▸ **Task instructions**:
[a] Write out the part of the article about teachers' sitting habits starting with "You sat down" and going on through "will be louder.", swapping "twelve essays" for "fifteen essays".
[b] In the article about teachers' sitting habits, how long has a teacher sat without standing up by the time the laptop closes in the evening?

▸ **Extracted text**:
===============
If you teach for a living, this article is going to feel oddly specific. The advice the rest of the internet gives desk workers (stand up every hour, take a short walk, do some stretches at your desk) doesn't quite apply to you during teaching hours, because you're already on your feet. But the absence of that advice doesn't mean teachers are off the hook. It means the hook is in a different place, and most teachers don't notice it until May.

This is a piece about the back half of a teacher's day. The part after the kids have gone home. The part where lesson planning, grading, IEPs, parent emails, and tomorrow's prep happen in long, quiet, sitting blocks. The part where the chair quietly takes back everything the standing morning gave you.

The teacher sit-pattern, the actual one

Public-health research and step counters both confirm what teachers already know: during teaching hours, an average teacher moves significantly more than an average office worker. You're walking the room, leaning over desks, kneeling next to students, gesturing at boards, navigating hallways. The numbers are real and they're in your favor.

But then the bell rings. And what happens between 3pm and 9pm tells a different story. Lesson planning at your desk for an hour. Then forty minutes of grading after dinner. Then writing the parent email you've been avoiding. Then prepping tomorrow's materials. Then logging the IEP notes that were due yesterday. By the time you close the laptop, you've sat for three to four hours without standing up.

The teaching day gave your body a break in the morning and took it all back in the evening. Multiply that by 180 school days, plus summer curriculum work, plus weekend prep, and you get the lower-back complaint that most teachers carry by their fifth year. It isn't the teaching that does the damage. It's the desk between teachings.

Five patterns we see in working teachers

1. The 5pm planning slump.

You sat down at 3:30pm with the best intentions. It's now 5:45pm and you've graded twelve essays without standing up. Your lower back is sending the same signal it does every weeknight, and tomorrow it will be louder.

2. The Sunday-evening prep crash.

Sunday afternoon prep starts well. By the third hour you're working through dinner. By the fourth hour your neck has fully cooked. Monday morning teaches itself, but your body isn't sure it can come along.

3. The summer paradox.

Summer is supposedly your break. In practice, it's curriculum design, professional development, syllabus updates, and the long unstructured computer time that nobody warned you about. The week before school starts is the worst sit-week of your year, and you barely notice because you're stressed.

4. The "I'll do it once the kids are settled" trap.

Your students are working independently for forty minutes. You're at your desk, finally caught up on the email, doing the lesson plan, returning the IEP, writing the recommendation letter. You don't stand up the whole forty minutes. It feels productive. The chair charges you for it later.
===============
▸ **Source material**:
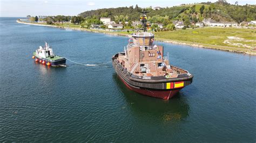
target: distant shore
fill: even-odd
===============
▸ **Task-by-task solutions**:
[a]
You sat down at 3:30pm with the best intentions. It's now 5:45pm and you've graded fifteen essays without standing up. Your lower back is sending the same signal it does every weeknight, and tomorrow it will be louder.

[b] Three to four hours.